• [Problem details]: Extract precisely the lines that run from the line containing "query | leaf stem" to the end of the records below, with both ends included and pictures omitted.

# Start of Extracted entries

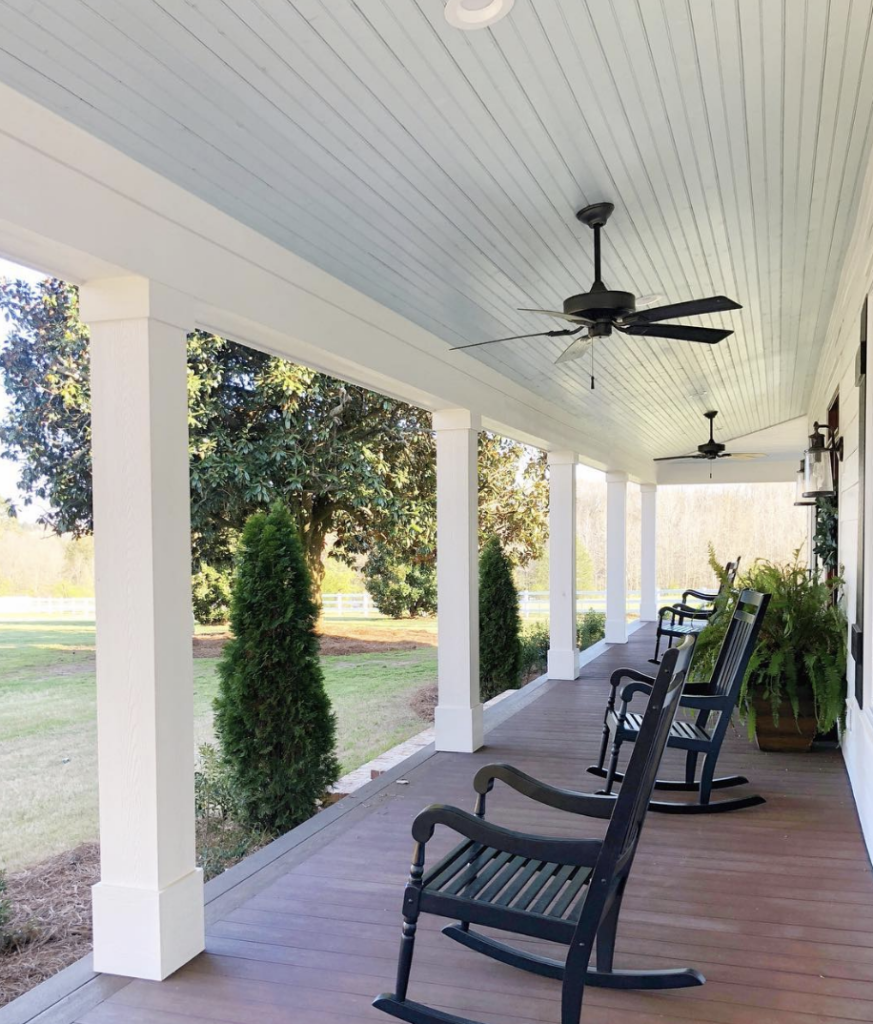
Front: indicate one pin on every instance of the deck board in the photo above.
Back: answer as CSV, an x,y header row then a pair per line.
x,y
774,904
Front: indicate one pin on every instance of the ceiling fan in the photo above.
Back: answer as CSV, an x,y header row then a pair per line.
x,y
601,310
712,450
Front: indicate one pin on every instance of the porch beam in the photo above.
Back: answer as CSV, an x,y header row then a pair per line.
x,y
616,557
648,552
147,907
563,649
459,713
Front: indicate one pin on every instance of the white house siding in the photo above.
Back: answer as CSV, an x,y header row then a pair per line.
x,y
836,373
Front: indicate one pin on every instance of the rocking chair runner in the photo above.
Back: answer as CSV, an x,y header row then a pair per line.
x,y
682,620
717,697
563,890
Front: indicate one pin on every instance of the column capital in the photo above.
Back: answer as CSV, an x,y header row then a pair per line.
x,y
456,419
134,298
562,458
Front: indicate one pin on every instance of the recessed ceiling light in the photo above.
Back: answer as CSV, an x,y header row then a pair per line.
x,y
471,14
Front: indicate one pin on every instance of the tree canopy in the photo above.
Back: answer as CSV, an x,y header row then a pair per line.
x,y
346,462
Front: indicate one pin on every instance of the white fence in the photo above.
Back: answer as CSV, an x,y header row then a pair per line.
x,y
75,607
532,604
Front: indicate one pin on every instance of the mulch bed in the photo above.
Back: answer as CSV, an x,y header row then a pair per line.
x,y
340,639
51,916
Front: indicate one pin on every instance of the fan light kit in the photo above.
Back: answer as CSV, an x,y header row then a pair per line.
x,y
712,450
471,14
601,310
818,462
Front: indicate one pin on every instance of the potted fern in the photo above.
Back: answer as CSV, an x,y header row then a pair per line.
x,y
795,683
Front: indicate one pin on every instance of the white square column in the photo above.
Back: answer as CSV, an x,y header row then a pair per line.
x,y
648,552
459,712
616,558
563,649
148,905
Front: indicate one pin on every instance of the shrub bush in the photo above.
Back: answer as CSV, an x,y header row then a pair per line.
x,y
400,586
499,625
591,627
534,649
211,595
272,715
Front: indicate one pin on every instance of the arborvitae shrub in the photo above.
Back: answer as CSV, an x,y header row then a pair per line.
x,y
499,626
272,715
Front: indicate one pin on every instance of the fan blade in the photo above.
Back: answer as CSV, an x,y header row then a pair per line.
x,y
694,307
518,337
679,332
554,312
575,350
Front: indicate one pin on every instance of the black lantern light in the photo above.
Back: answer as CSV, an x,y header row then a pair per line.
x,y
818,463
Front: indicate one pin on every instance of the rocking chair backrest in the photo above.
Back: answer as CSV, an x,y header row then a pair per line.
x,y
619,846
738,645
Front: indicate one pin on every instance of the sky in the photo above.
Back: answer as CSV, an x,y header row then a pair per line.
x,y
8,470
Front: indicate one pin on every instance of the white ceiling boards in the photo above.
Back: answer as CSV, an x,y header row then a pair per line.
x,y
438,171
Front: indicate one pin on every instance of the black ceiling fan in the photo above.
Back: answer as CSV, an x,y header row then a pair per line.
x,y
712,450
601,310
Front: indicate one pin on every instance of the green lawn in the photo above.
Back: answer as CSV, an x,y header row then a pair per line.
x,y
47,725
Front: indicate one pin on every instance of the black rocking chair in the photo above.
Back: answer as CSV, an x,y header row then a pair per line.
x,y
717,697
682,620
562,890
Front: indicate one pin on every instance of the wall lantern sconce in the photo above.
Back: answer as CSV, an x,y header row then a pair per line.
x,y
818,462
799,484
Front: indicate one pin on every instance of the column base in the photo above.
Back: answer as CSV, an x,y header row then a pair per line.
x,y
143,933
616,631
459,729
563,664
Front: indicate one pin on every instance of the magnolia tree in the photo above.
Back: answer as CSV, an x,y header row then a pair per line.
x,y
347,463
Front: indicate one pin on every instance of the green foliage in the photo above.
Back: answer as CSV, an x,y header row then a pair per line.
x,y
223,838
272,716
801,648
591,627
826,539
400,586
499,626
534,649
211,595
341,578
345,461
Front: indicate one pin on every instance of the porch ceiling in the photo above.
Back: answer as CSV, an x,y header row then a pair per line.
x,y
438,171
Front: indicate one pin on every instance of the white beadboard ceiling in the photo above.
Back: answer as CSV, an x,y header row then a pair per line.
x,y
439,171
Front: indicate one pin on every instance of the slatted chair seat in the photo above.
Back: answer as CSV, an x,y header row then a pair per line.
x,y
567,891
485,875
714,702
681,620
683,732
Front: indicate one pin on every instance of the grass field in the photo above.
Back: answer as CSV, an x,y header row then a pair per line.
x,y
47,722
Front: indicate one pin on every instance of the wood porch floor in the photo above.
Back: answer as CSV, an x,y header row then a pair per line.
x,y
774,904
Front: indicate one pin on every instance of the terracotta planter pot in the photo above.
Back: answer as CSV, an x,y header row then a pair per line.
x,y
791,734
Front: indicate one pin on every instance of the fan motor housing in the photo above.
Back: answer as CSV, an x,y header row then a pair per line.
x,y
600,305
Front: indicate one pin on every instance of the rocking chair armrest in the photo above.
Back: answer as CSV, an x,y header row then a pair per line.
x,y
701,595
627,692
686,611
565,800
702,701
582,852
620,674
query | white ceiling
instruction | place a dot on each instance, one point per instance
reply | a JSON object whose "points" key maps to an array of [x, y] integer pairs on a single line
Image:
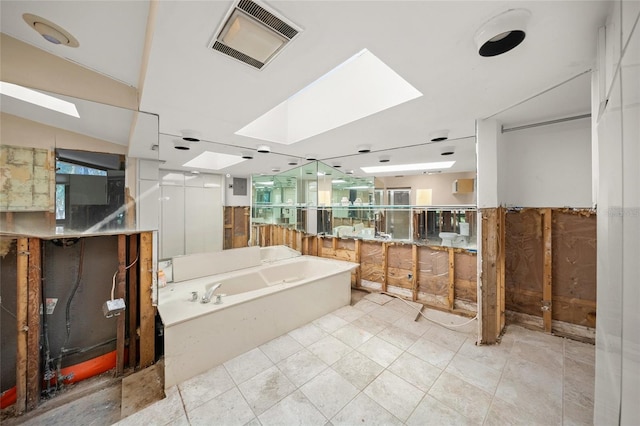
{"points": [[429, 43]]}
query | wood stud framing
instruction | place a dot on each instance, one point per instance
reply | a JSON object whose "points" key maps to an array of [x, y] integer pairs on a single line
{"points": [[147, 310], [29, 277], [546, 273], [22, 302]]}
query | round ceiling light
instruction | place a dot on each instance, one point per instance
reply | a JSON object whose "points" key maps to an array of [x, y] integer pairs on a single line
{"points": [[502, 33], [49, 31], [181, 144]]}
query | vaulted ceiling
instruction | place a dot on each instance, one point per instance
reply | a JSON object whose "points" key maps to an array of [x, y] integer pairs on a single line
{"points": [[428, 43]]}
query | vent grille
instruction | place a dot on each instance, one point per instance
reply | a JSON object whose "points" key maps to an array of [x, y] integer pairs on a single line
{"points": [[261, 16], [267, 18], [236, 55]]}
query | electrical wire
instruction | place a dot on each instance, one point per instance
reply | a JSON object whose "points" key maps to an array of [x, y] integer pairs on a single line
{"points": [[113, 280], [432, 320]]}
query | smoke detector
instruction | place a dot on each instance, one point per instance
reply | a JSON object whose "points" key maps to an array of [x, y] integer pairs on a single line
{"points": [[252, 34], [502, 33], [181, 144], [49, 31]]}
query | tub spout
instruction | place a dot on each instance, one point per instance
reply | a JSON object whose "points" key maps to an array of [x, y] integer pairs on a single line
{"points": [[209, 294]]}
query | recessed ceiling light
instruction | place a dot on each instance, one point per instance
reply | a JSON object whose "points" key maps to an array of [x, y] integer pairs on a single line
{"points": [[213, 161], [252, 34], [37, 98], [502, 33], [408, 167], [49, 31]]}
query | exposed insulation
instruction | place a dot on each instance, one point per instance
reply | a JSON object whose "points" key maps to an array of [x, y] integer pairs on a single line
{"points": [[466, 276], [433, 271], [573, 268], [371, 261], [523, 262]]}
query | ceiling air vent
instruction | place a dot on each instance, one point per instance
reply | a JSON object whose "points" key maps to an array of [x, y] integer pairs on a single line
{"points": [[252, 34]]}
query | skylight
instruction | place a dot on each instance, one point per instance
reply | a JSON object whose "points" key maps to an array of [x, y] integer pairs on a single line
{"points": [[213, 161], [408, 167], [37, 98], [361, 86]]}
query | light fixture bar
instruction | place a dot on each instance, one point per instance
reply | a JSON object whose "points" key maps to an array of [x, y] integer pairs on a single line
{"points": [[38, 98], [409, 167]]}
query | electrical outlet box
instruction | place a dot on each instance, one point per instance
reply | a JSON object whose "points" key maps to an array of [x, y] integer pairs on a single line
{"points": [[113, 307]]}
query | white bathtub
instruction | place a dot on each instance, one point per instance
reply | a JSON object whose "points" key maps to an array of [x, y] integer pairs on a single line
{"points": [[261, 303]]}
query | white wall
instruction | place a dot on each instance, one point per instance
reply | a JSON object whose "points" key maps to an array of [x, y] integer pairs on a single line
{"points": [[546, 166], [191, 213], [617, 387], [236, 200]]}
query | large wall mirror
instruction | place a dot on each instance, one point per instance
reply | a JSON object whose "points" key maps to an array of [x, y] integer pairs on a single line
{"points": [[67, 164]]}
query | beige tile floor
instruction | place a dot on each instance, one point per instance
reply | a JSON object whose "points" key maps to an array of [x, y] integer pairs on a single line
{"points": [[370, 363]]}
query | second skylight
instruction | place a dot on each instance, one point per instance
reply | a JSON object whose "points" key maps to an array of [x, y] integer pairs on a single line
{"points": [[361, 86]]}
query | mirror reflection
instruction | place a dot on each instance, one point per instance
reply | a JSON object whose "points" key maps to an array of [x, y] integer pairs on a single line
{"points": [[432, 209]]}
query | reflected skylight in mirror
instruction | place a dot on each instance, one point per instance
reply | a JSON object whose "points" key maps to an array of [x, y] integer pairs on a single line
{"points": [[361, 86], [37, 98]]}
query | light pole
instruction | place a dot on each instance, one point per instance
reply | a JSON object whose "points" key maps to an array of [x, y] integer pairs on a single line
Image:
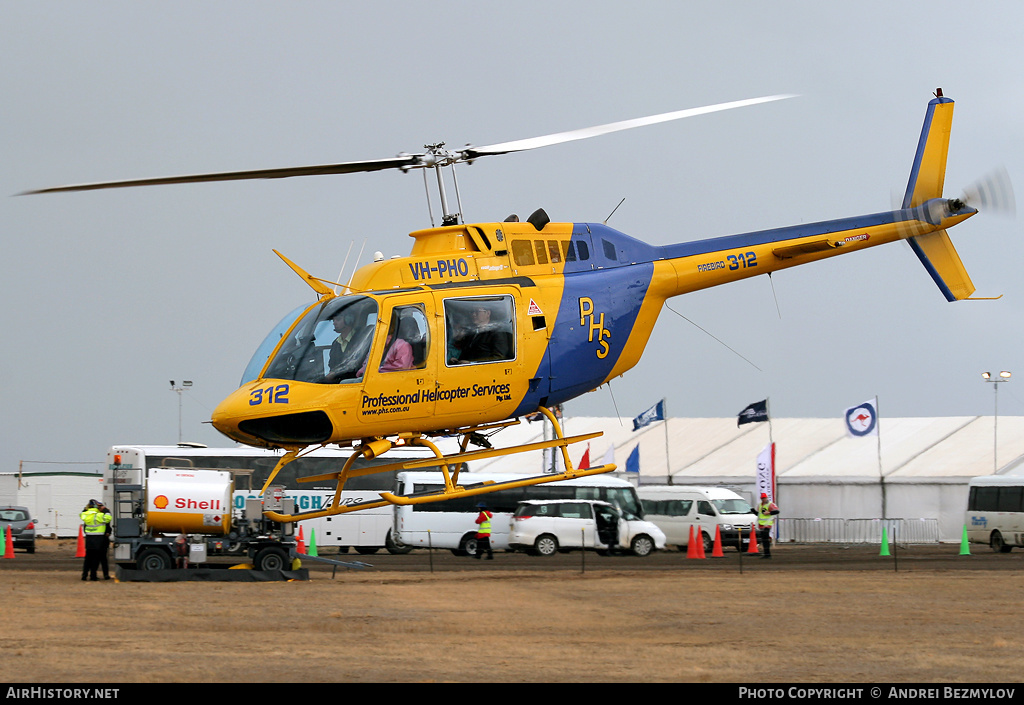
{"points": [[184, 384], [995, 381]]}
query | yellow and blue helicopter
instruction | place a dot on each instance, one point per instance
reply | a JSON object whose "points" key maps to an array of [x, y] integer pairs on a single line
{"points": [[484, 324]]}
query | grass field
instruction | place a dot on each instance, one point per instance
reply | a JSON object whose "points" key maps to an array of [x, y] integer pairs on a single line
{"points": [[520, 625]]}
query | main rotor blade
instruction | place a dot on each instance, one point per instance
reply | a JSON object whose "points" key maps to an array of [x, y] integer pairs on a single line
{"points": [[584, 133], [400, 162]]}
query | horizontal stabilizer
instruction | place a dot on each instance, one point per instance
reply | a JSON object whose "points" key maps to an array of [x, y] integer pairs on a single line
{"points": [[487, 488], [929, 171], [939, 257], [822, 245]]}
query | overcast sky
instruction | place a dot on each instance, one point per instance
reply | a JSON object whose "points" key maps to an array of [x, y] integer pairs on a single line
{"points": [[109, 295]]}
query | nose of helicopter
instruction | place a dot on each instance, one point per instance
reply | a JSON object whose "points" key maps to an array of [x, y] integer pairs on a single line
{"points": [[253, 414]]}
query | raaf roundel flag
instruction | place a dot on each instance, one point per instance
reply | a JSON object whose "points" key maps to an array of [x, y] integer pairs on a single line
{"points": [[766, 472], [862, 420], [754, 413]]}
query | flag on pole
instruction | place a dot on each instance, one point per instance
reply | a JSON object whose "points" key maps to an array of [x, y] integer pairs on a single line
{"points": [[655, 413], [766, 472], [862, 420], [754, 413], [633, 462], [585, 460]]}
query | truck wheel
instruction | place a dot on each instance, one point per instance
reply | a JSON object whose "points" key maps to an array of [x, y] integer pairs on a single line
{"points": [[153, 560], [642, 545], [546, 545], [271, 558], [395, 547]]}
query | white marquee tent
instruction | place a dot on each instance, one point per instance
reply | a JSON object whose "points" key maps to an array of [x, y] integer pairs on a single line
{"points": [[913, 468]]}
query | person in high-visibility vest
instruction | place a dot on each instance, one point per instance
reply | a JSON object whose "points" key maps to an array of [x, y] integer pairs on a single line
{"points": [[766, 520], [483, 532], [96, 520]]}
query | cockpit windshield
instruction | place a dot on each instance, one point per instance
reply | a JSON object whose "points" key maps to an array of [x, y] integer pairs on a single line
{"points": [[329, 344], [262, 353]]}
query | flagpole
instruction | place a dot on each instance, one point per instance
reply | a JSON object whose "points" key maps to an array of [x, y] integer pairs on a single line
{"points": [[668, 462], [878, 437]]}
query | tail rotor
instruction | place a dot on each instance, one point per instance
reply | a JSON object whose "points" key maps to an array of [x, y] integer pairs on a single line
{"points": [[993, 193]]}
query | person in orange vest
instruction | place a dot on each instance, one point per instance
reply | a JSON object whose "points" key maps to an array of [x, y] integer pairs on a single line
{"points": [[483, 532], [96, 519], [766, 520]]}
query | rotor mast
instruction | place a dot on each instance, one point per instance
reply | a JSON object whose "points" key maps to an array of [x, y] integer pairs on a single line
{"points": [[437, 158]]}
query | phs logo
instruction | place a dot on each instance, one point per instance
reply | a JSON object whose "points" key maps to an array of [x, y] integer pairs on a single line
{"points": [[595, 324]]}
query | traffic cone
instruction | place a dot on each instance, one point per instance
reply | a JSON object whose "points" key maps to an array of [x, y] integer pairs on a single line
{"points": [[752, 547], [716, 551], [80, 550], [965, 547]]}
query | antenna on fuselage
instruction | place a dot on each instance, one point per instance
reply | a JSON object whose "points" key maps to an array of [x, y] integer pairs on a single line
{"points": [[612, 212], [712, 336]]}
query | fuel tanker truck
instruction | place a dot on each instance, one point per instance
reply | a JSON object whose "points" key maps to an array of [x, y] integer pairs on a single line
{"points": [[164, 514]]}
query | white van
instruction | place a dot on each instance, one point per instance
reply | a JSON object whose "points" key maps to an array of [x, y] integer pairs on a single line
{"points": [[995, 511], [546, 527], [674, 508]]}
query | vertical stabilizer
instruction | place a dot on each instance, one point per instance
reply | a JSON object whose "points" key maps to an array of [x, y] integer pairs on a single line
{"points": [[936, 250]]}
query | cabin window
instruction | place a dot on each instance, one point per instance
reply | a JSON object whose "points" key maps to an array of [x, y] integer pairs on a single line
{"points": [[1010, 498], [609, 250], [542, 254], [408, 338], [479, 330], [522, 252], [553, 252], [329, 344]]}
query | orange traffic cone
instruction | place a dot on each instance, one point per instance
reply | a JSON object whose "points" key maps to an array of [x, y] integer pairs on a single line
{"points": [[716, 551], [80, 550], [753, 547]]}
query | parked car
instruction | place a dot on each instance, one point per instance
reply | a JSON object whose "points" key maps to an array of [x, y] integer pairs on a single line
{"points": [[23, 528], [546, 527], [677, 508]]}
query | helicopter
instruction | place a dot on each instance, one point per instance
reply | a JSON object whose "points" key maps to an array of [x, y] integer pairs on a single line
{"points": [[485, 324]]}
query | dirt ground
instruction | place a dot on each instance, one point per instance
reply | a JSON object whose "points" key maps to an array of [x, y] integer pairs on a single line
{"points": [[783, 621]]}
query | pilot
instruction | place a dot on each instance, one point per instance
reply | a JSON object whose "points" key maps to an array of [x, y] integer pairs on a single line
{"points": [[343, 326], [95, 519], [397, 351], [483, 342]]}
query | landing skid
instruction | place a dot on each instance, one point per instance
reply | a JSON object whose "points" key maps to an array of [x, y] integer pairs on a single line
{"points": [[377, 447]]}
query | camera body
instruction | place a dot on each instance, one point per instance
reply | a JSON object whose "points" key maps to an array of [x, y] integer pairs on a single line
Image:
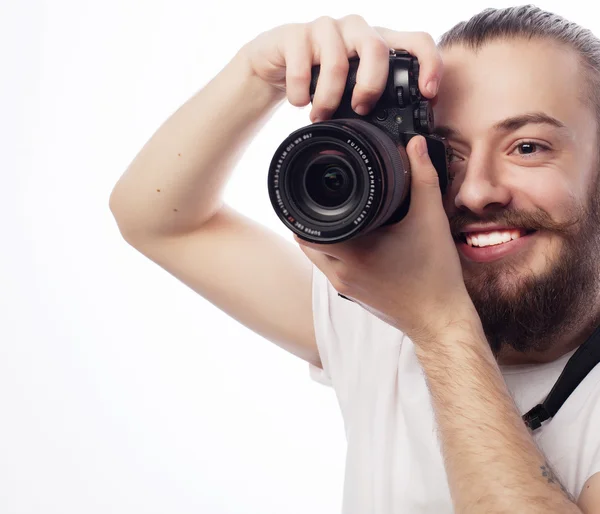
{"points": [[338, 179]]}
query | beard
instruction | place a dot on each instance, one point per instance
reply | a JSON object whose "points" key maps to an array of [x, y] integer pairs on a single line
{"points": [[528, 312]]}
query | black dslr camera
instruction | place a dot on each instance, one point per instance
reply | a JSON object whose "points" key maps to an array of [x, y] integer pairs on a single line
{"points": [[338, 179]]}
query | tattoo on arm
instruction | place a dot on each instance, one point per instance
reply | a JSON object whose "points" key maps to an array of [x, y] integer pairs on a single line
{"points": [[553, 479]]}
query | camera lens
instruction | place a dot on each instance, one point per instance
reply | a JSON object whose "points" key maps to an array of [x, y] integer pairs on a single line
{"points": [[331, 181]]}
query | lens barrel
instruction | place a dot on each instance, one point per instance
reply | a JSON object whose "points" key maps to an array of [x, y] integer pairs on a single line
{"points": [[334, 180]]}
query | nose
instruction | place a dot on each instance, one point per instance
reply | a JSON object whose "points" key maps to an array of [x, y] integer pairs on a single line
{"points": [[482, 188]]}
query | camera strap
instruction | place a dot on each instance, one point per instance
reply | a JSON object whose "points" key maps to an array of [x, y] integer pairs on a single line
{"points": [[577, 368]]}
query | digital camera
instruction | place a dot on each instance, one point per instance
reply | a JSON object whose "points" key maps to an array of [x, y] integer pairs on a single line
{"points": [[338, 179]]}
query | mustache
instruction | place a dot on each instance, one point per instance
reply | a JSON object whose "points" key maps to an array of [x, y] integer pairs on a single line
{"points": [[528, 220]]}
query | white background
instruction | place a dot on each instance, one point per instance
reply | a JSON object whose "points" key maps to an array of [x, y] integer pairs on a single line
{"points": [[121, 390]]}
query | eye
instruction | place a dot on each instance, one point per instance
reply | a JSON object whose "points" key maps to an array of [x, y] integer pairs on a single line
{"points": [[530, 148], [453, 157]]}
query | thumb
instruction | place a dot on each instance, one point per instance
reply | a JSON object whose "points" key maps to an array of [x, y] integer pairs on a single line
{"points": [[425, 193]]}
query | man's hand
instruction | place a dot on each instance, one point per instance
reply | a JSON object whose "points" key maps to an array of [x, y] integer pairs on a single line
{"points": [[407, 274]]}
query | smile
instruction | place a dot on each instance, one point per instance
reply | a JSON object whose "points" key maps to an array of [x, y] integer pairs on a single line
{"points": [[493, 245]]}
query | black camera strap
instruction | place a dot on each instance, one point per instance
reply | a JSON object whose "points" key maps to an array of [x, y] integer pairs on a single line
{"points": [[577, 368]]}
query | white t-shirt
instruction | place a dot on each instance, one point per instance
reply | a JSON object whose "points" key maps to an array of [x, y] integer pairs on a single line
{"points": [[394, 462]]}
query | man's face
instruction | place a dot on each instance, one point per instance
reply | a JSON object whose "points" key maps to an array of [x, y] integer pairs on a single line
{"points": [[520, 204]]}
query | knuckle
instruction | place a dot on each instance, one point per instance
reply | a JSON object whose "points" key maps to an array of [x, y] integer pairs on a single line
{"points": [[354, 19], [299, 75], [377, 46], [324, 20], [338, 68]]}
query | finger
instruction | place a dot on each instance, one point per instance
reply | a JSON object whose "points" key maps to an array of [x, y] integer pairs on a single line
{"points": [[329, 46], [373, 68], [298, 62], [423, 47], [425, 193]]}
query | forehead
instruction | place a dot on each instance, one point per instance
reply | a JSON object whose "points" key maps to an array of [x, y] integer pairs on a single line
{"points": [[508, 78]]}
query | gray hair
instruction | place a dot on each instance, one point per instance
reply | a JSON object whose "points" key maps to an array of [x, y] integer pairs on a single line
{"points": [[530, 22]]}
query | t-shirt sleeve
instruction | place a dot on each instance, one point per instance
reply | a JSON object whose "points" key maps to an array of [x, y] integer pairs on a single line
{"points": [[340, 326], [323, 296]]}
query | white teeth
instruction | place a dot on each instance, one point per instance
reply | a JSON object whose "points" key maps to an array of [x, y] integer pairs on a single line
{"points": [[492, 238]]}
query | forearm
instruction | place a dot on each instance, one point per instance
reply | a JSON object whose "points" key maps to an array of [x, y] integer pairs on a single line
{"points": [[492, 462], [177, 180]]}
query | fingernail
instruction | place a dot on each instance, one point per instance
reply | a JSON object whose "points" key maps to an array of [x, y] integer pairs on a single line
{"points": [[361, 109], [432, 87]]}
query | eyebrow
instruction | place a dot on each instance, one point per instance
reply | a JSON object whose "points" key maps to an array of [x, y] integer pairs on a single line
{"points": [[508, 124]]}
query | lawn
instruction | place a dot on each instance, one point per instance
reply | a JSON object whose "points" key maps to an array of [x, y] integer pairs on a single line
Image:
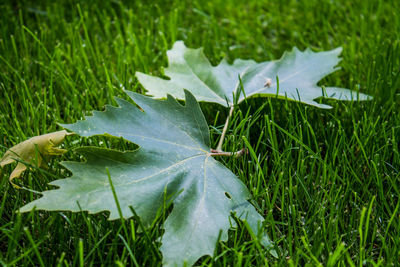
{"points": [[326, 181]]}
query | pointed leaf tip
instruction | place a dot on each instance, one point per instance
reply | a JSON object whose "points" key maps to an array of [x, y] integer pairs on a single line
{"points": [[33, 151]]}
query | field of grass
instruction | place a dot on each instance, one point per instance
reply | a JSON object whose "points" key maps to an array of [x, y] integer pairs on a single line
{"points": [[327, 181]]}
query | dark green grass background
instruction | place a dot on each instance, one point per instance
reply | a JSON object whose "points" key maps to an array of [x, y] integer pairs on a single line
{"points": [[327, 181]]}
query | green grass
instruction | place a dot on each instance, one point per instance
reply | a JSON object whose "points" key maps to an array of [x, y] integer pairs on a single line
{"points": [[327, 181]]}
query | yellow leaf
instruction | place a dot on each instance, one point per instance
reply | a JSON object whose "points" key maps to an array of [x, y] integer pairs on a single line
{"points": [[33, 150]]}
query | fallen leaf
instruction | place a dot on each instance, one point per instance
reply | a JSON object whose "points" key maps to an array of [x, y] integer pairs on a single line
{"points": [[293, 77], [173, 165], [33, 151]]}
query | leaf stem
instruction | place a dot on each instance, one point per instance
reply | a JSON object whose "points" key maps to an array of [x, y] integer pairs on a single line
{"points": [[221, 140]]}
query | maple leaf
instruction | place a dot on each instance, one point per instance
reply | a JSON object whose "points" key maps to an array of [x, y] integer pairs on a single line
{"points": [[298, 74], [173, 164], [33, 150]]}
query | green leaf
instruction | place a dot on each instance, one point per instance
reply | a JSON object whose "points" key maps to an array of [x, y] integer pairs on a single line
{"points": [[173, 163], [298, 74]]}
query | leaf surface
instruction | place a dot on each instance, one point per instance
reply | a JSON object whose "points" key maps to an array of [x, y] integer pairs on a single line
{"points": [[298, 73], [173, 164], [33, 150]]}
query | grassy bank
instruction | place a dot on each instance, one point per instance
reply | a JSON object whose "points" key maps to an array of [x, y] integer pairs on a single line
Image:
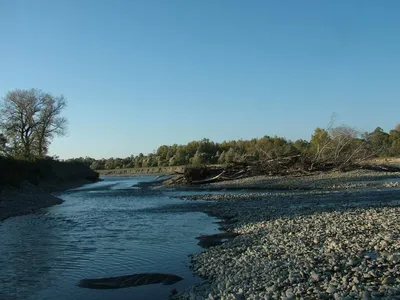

# End of Extracted entries

• [Reply]:
query | leaf stem
instruction | place a dot on each instance, one point per instance
reply | a JSON object whose "points" key maps to an array of [x, y] integer pairs on a single line
{"points": [[221, 140]]}
query | maple leaf
instruction | place a dot on each instance, one point per instance
reply | a JSON object whose "points" key maps to an array of [x, y] integer pairs on a single line
{"points": [[298, 74], [173, 164], [33, 150]]}
query | green leaf
instruction | place a dot on each instance, one point per instance
reply | a JSON object whose "points" key maps to an array of [x, y] integer pairs on a single line
{"points": [[173, 163], [298, 74]]}
query | leaf surface
instruction | place a dot on each instance, one point per instance
reply | a JSON object whose "points" key maps to an array of [x, y] integer pairs on a single line
{"points": [[298, 73], [173, 164], [33, 150]]}
query | grassy bank
instruction | place a dot on each instance, one point per instance
reply | a JSON object whose "points" key maps to an array of [x, y] integer pairs on a single line
Image:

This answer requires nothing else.